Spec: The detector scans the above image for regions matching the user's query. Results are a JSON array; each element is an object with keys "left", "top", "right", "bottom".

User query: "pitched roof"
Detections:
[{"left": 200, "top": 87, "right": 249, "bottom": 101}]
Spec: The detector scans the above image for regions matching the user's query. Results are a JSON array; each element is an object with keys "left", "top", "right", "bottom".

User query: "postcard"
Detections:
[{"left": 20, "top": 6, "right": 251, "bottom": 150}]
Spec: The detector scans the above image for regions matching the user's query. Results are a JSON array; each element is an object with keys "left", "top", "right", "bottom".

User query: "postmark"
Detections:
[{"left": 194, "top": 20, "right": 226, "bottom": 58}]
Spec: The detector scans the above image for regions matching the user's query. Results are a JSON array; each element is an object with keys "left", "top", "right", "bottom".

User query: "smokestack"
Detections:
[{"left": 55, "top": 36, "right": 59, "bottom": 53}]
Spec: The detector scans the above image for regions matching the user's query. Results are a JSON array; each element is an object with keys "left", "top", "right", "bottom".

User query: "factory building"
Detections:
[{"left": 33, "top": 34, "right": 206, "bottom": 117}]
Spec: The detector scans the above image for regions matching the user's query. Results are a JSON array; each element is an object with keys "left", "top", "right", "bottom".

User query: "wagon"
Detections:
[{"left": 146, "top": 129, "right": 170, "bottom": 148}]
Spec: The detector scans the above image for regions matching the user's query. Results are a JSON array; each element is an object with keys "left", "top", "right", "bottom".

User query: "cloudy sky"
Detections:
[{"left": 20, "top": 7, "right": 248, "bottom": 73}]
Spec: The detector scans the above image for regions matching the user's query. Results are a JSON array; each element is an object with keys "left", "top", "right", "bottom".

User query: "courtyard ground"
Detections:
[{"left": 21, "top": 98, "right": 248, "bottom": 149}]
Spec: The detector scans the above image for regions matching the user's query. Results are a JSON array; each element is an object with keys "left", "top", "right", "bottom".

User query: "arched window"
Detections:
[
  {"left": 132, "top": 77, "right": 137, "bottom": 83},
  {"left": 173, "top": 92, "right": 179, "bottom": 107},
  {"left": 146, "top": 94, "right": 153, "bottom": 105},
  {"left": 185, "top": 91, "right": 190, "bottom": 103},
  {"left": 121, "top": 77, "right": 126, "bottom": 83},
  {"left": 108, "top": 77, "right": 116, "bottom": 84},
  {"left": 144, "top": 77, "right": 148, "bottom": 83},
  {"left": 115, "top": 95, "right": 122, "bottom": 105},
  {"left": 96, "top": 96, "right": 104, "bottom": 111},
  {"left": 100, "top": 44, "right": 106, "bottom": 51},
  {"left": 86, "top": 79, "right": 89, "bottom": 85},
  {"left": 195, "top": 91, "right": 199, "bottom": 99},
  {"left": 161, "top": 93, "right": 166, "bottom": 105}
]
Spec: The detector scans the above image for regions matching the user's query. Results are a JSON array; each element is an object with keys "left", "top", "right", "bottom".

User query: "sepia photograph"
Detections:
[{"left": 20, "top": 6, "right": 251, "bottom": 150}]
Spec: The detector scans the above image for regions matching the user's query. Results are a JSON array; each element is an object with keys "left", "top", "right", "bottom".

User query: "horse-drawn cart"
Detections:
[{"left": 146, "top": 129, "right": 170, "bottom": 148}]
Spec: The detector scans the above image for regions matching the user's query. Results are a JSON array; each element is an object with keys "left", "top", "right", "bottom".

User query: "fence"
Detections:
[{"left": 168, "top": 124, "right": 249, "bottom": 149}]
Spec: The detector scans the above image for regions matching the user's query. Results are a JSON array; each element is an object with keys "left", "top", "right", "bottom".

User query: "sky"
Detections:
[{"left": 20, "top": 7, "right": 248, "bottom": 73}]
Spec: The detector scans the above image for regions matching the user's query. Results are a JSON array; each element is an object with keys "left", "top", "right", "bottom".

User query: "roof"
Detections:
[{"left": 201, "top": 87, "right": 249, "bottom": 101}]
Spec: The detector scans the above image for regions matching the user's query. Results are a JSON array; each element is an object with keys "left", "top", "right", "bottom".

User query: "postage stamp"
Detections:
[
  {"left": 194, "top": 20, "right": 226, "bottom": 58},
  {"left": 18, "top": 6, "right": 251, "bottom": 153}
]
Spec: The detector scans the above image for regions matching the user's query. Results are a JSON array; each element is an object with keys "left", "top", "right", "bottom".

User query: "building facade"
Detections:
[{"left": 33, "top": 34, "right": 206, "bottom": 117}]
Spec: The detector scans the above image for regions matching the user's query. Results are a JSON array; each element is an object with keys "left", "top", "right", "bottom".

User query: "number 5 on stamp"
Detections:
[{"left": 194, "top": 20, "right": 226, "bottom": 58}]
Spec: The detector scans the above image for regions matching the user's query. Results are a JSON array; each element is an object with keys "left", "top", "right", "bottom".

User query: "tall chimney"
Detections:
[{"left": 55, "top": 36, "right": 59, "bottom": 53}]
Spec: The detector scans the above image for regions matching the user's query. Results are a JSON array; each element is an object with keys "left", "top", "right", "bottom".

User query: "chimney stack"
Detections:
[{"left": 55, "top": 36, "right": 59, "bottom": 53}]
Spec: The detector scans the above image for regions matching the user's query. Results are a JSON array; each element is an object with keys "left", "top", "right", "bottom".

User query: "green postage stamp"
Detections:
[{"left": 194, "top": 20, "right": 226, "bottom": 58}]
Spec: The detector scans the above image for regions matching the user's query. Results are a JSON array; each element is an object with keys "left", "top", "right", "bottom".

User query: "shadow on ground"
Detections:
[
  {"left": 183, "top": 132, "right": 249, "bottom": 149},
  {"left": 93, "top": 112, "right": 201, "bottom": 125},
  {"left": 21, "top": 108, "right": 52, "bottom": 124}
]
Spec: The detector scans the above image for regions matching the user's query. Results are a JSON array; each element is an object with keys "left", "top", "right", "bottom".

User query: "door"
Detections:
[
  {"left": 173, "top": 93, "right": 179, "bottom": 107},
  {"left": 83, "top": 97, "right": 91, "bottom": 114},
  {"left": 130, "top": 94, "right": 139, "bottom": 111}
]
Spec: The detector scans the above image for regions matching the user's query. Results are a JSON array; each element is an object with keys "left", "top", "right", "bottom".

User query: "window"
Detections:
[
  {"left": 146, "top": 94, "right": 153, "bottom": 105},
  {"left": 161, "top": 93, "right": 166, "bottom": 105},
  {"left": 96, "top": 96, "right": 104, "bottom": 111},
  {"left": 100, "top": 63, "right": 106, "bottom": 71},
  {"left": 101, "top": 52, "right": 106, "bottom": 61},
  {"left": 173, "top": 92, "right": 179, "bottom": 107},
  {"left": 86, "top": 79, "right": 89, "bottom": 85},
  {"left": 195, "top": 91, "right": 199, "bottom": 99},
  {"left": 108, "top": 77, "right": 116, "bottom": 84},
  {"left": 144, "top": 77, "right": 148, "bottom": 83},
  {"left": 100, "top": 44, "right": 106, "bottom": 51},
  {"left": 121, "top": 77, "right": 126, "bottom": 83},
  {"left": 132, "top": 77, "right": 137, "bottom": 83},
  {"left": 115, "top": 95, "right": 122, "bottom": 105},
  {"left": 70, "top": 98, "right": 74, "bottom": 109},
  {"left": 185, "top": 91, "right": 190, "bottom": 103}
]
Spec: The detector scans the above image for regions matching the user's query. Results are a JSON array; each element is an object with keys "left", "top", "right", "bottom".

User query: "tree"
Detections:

Goal => Write the entire listing out again, word for word.

Full solution =>
Spec: The detector scans the above image for regions matching the user's query. Results are a JSON array; each element is an object with keys "left", "top", "right", "bottom".

User query: "pitched roof"
Detections:
[{"left": 200, "top": 87, "right": 249, "bottom": 101}]
Spec: The detector scans the above image for regions matching the user's query. Results are a JSON array; each element is an object with keys "left", "top", "right", "bottom".

User query: "postcard"
Detections:
[{"left": 20, "top": 6, "right": 251, "bottom": 150}]
Spec: The detector scans the above image for regions matching the user's query. Results are a JSON array; each element is an object with keys "left", "top", "right", "bottom".

User query: "postmark"
Detections:
[{"left": 194, "top": 20, "right": 226, "bottom": 58}]
Spec: The detector scans the above image for regions matching the user's query. Results are a JSON array; each element is an object with keys "left", "top", "right", "bottom".

User query: "smokestack"
Detections:
[{"left": 55, "top": 36, "right": 59, "bottom": 53}]
Spec: The detector scans the above image for regions matching the user's query. Results are a JSON array; each element is an object with keys "left", "top", "right", "bottom".

User query: "factory building"
Detections:
[{"left": 33, "top": 34, "right": 206, "bottom": 117}]
Spec: The detector scans the above image for regions matching the user's query. Results are a JSON array; each element is an object with keys "left", "top", "right", "bottom".

User query: "wagon"
Detections:
[{"left": 146, "top": 129, "right": 170, "bottom": 148}]
Spec: The detector scans the above image for regions matching the user's query. Results are a JSON array; each element is an object with keys "left", "top", "right", "bottom".

User query: "cloudy sky"
Detections:
[{"left": 20, "top": 7, "right": 248, "bottom": 73}]
Spec: The detector scans the above image for regions matching the user's query. Results are a JSON array; each element is an object with keys "left", "top", "right", "bottom".

User query: "courtyard ground"
Detections:
[{"left": 21, "top": 98, "right": 248, "bottom": 149}]
Spec: The detector scans the above image for regions matching the user's query. Results are a JSON array; each element is an object with keys "left", "top", "right", "bottom".

User query: "arched window"
Detections:
[
  {"left": 132, "top": 77, "right": 137, "bottom": 83},
  {"left": 173, "top": 92, "right": 179, "bottom": 107},
  {"left": 146, "top": 94, "right": 153, "bottom": 105},
  {"left": 185, "top": 91, "right": 190, "bottom": 103},
  {"left": 121, "top": 77, "right": 126, "bottom": 83},
  {"left": 108, "top": 77, "right": 116, "bottom": 84},
  {"left": 144, "top": 77, "right": 148, "bottom": 83},
  {"left": 115, "top": 95, "right": 122, "bottom": 105},
  {"left": 96, "top": 96, "right": 104, "bottom": 111},
  {"left": 100, "top": 44, "right": 106, "bottom": 51},
  {"left": 86, "top": 79, "right": 89, "bottom": 85},
  {"left": 195, "top": 91, "right": 199, "bottom": 99},
  {"left": 161, "top": 93, "right": 166, "bottom": 105}
]
Spec: The detector scans the above image for regions matching the user's query. Results are a JSON array; each element is an object with keys "left", "top", "right", "bottom".

User query: "sepia photograph"
Detections:
[{"left": 20, "top": 6, "right": 251, "bottom": 150}]
Spec: The detector scans the above image for regions matching the user's query. Results are a JSON array; each element is an object with keys "left", "top", "right", "bottom".

User query: "horse-drawn cart"
Detections:
[{"left": 146, "top": 129, "right": 170, "bottom": 148}]
Spec: The detector scans the above image for regions matching the user's query. Results are a JSON array; each element is an object with keys "left", "top", "right", "bottom".

User query: "fence"
Detections:
[{"left": 168, "top": 124, "right": 249, "bottom": 149}]
Spec: The detector scans the above image for regions matching the user's query. Results are a JSON array; each element is an object with keys "left", "top", "right", "bottom".

User query: "sky"
Detections:
[{"left": 20, "top": 7, "right": 248, "bottom": 73}]
Spec: The detector scans the above image for regions matching the user's query. Results are a JSON array; each element is an object with keys "left", "top", "right", "bottom".

User query: "roof"
Detections:
[{"left": 201, "top": 87, "right": 249, "bottom": 101}]
Spec: The detector scans the above image for regions matching the user's query. Results are a JSON array; each element is an object with keys "left", "top", "right", "bottom".

User query: "postage stamp"
Detections:
[
  {"left": 194, "top": 20, "right": 226, "bottom": 58},
  {"left": 18, "top": 6, "right": 251, "bottom": 153}
]
Spec: The detector scans the above image for regions matching the user's query. Results are a JSON array; each element is an object with keys "left", "top", "right", "bottom".

User query: "building facade"
Detections:
[{"left": 33, "top": 34, "right": 206, "bottom": 117}]
Spec: The detector scans the above image for regions matching the user's query. Results are a JSON array; each element is an object with keys "left", "top", "right", "bottom".

User query: "number 5 on stamp"
Detections:
[{"left": 194, "top": 20, "right": 226, "bottom": 58}]
Spec: The detector scans the above image for regions matching the user's query. Results are a JSON array; each element is an object with keys "left", "top", "right", "bottom".

User query: "tall chimney"
Detections:
[{"left": 55, "top": 36, "right": 59, "bottom": 53}]
Spec: The detector scans the above image for regions matching the user's query. Results are a JSON array; each element is an object with keys "left", "top", "right", "bottom".

User query: "chimney stack"
Detections:
[{"left": 55, "top": 36, "right": 59, "bottom": 53}]
Spec: The detector scans the above image for regions matching the user's query. Results are a JSON array; each element is an object with keys "left", "top", "right", "bottom".

User query: "green postage stamp"
Detections:
[{"left": 194, "top": 20, "right": 226, "bottom": 58}]
Spec: The detector scans the above image for regions matching the user's query. Results are a JSON array; each element is an object with keys "left", "top", "right", "bottom".

User query: "shadow on ground"
Detections:
[
  {"left": 183, "top": 132, "right": 249, "bottom": 149},
  {"left": 93, "top": 112, "right": 201, "bottom": 125},
  {"left": 21, "top": 108, "right": 52, "bottom": 124}
]
Spec: The detector scans the above image for regions matching the user's query. Results are a JSON array; each element is an object with keys "left", "top", "right", "bottom".

User query: "door"
Detections:
[
  {"left": 173, "top": 93, "right": 179, "bottom": 107},
  {"left": 83, "top": 97, "right": 91, "bottom": 114},
  {"left": 130, "top": 94, "right": 139, "bottom": 111}
]
Spec: The detector scans the above image for regions matching the user's query. Results are a JSON array; each element is an object with keys "left", "top", "right", "bottom".

User query: "window"
Detections:
[
  {"left": 146, "top": 94, "right": 153, "bottom": 105},
  {"left": 161, "top": 93, "right": 166, "bottom": 105},
  {"left": 96, "top": 96, "right": 104, "bottom": 111},
  {"left": 100, "top": 63, "right": 106, "bottom": 71},
  {"left": 101, "top": 52, "right": 106, "bottom": 61},
  {"left": 173, "top": 92, "right": 179, "bottom": 107},
  {"left": 86, "top": 79, "right": 89, "bottom": 85},
  {"left": 195, "top": 91, "right": 199, "bottom": 99},
  {"left": 108, "top": 77, "right": 116, "bottom": 84},
  {"left": 144, "top": 77, "right": 148, "bottom": 83},
  {"left": 100, "top": 44, "right": 106, "bottom": 51},
  {"left": 121, "top": 77, "right": 126, "bottom": 83},
  {"left": 132, "top": 77, "right": 137, "bottom": 83},
  {"left": 115, "top": 95, "right": 122, "bottom": 105},
  {"left": 70, "top": 98, "right": 74, "bottom": 109},
  {"left": 185, "top": 91, "right": 190, "bottom": 103}
]
Spec: The detector scans the above image for regions matching the user's query. Results are a JSON array; each element is an object with keys "left", "top", "right", "bottom".

User query: "tree"
Detections:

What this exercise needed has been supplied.